# Work to be completed
Pick out every line of the material below that contains the string "grass", and copy each one in full. Letter case counts.

# Information shown
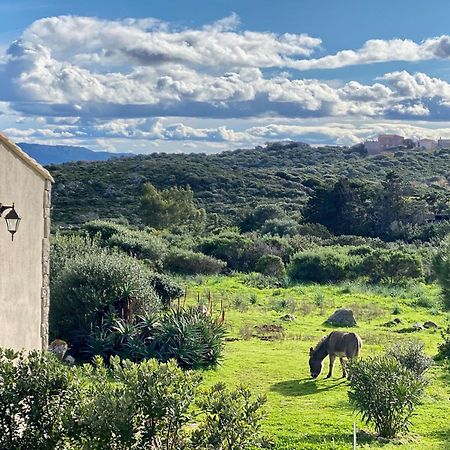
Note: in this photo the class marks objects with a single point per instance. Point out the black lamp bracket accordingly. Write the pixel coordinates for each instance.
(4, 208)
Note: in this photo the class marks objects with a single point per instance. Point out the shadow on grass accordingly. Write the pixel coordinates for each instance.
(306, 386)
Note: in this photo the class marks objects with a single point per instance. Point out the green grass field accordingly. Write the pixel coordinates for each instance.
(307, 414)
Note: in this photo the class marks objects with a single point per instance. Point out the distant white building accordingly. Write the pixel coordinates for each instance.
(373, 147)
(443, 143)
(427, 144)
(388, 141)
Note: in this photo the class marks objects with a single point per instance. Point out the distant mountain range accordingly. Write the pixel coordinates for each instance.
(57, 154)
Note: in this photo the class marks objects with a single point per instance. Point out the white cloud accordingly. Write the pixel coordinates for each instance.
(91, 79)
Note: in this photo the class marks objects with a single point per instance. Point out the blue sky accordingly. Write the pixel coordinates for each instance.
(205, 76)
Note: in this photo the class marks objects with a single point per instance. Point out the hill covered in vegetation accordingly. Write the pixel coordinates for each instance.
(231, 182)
---
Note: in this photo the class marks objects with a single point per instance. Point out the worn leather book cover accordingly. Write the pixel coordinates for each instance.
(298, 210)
...
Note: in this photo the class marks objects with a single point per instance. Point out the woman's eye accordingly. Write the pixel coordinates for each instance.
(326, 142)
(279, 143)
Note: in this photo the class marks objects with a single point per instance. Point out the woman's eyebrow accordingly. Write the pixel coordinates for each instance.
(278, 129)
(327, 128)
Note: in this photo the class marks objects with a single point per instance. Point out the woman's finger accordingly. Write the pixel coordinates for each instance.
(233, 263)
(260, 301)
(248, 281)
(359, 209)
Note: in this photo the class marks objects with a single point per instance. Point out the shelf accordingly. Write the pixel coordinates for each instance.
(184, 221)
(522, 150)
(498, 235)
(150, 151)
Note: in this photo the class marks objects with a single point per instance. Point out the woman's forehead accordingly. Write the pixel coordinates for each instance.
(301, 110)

# Result for this task
Note: in this photo the class marks objects with a single point per instance. Point out the shadow on grass accordingly. Write the pixel coordinates for each instance.
Note: in this photo the class marks objects with a single point per instance. Point out the green grass field accordingly. Write the pixel coordinates for each instance.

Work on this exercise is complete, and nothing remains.